Your objective – Return the data below exactly, please, but drop the pictures.

Image point grounding data:
+ + + +

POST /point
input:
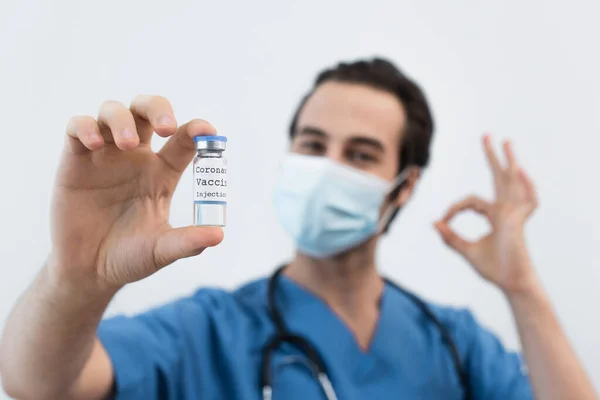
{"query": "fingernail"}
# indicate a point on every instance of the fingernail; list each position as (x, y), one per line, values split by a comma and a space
(165, 120)
(127, 133)
(94, 137)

+ + + +

Answer to the exercise –
POST /point
input:
{"query": "fingernail"}
# indicate a point on every instance of the fingernail; list each position as (x, y), one per line, values split by a comma and a space
(165, 120)
(127, 133)
(94, 137)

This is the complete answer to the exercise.